◆ **Exercise aim**: The answer must be every entry below, word for word, with the pictures left out.

◆ **Extracted information**:
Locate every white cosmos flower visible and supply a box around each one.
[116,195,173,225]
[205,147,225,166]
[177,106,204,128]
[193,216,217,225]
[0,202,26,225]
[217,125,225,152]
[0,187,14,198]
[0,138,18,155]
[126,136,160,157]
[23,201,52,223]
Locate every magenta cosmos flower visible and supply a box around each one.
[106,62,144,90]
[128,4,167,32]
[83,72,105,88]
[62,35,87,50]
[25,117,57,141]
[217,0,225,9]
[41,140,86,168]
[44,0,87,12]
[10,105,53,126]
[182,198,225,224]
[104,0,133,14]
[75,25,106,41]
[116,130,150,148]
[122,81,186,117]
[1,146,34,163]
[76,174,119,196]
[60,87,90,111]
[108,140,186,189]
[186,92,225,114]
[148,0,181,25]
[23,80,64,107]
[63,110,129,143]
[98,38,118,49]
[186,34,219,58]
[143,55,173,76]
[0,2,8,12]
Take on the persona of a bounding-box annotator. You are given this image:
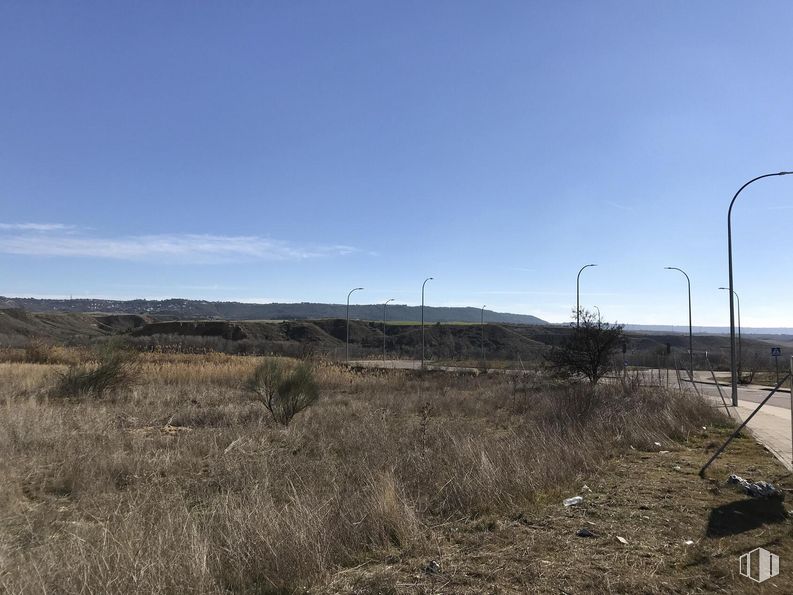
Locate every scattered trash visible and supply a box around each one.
[702,426,707,430]
[581,484,592,493]
[424,560,441,574]
[673,465,682,471]
[563,496,584,507]
[684,540,694,545]
[659,450,670,454]
[576,528,595,538]
[616,536,628,545]
[654,442,662,447]
[728,474,785,500]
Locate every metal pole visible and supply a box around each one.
[481,305,486,365]
[736,291,742,377]
[383,298,394,364]
[720,287,742,380]
[346,287,363,363]
[576,263,597,328]
[665,267,693,381]
[707,354,732,418]
[421,277,433,368]
[700,372,791,477]
[727,172,792,406]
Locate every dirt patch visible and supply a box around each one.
[324,429,793,593]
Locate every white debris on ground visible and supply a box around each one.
[727,474,784,499]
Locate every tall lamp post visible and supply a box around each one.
[382,298,394,363]
[421,277,433,368]
[346,287,363,363]
[719,287,742,378]
[665,267,693,380]
[480,305,487,364]
[727,171,792,405]
[576,263,597,328]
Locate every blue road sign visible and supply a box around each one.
[771,347,781,357]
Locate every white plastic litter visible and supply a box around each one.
[616,536,628,545]
[563,496,584,507]
[728,474,784,499]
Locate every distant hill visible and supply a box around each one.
[0,296,547,326]
[0,308,787,367]
[625,324,793,337]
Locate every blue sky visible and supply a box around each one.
[1,1,792,326]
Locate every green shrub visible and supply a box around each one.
[247,359,319,426]
[53,347,136,399]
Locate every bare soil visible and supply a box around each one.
[325,428,793,594]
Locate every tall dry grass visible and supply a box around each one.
[0,352,725,593]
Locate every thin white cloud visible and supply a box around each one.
[0,228,357,263]
[604,201,634,211]
[0,222,76,231]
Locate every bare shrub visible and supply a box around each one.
[25,339,56,364]
[247,358,319,425]
[545,309,624,384]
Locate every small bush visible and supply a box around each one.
[247,359,320,426]
[53,347,136,399]
[25,340,55,364]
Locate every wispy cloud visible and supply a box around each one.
[604,200,633,211]
[0,225,357,263]
[0,222,76,231]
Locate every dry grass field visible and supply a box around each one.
[0,348,790,593]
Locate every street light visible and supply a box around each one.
[665,267,693,380]
[719,287,742,377]
[421,277,433,368]
[481,305,486,365]
[727,171,792,405]
[576,264,597,328]
[382,298,394,363]
[346,287,363,363]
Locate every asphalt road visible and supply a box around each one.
[634,368,793,410]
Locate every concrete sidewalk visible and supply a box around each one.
[703,391,793,471]
[731,400,792,471]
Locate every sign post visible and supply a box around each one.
[772,347,782,384]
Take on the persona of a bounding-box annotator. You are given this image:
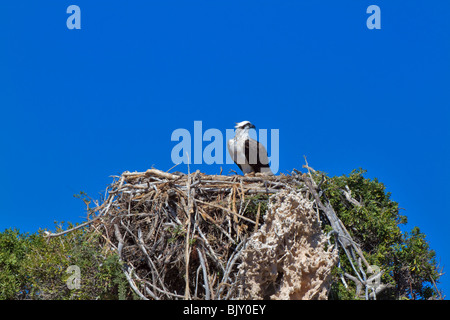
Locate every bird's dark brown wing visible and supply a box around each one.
[244,139,270,173]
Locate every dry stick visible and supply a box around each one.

◆ **Worked solution**:
Locate every white cosmos flower visible and supply a box around each one.
[116,195,173,225]
[205,147,225,166]
[177,106,204,128]
[193,216,217,225]
[0,202,26,225]
[217,125,225,152]
[0,187,14,198]
[0,138,18,155]
[126,136,160,157]
[23,201,52,223]
Locate every magenta cosmos flower visible and supply a box around each one.
[106,62,144,90]
[128,4,167,32]
[83,72,105,88]
[62,35,87,50]
[25,117,57,141]
[217,0,225,9]
[41,140,86,168]
[44,0,87,12]
[10,105,53,126]
[182,198,225,224]
[104,0,133,14]
[75,25,106,41]
[116,130,150,148]
[122,81,186,117]
[1,146,34,163]
[76,174,119,196]
[60,87,90,111]
[108,140,186,189]
[186,92,225,114]
[148,0,181,25]
[23,80,64,107]
[63,110,129,143]
[98,38,118,49]
[186,34,219,58]
[143,55,173,76]
[0,2,8,12]
Take on the persona of a bounding-box annotator. You are given this image:
Locate every scattered trash visible and supply a box around each one.
[702,426,707,430]
[581,484,592,493]
[424,560,441,574]
[673,465,682,471]
[563,496,584,507]
[684,540,694,545]
[659,450,670,454]
[576,528,595,538]
[616,536,628,545]
[654,442,662,447]
[728,474,785,500]
Locate every metal pole visible and supply a box around each one.
[481,305,486,365]
[736,291,742,377]
[383,298,394,364]
[720,287,742,380]
[346,287,363,363]
[576,263,597,328]
[665,267,693,381]
[707,354,732,418]
[421,277,433,368]
[700,372,791,477]
[727,172,792,406]
Locate every dirt patch visible and supply a box around each one.
[324,429,793,593]
Locate every white debris on ground visible and supply a box around each one.
[727,474,784,499]
Locate every tall lamp post visible and supply a box around each one.
[382,298,394,363]
[421,277,433,368]
[346,287,363,363]
[719,287,742,378]
[665,267,693,380]
[480,305,487,364]
[727,171,792,405]
[576,263,597,328]
Locate every blue road sign visible and supply a box around each one.
[771,347,781,357]
Locate every white plastic litter visible and supply a box around each one.
[616,536,628,545]
[563,496,584,507]
[728,474,784,499]
Locate every distant hill visible and supply a box around each one.
[0,296,547,326]
[0,308,787,367]
[625,324,793,337]
Locate every blue sky visible and supply a box around each one.
[1,1,792,326]
Locate every green shrub visible and supply a box around each one.
[247,359,319,426]
[53,347,136,399]
Locate every bare soil visible and supply a box around each one.
[325,428,793,594]
Locate every tall dry grass visible and supply a box around each one.
[0,352,725,593]
Locate every thin white cloud visible and supply a box around each one.
[0,228,357,263]
[604,201,634,211]
[0,222,76,231]
Locate every bare shrub visible and supply a box around each one.
[25,339,56,364]
[247,358,319,425]
[545,309,624,384]
Locate every small bush visible and supply a box around each one.
[247,359,320,426]
[53,347,136,399]
[25,340,55,364]
Locate every wispy cloud visible and supply a box around each one.
[604,200,633,211]
[0,225,357,263]
[0,222,76,231]
Locate every dry grass field visible and supply a box around each one.
[0,348,790,593]
Locate every street light visible and supply a box around each one.
[665,267,693,380]
[719,287,742,377]
[421,277,433,368]
[481,305,486,365]
[727,171,792,405]
[576,264,597,328]
[382,298,394,363]
[346,287,363,363]
Locate every asphalt road visible and supply a box around each one.
[634,368,793,410]
Locate every concrete sidewalk visible and supply a box around each one.
[703,391,793,471]
[731,400,792,471]
Locate every sign post visible and supply a box around each one.
[772,347,782,384]
Take on the persona of a bounding-box annotator. You are given this image:
Locate every bird's dark brown wing visible and supply a box around each one.
[244,139,270,173]
Locate every dry stick visible and supply a box around each one.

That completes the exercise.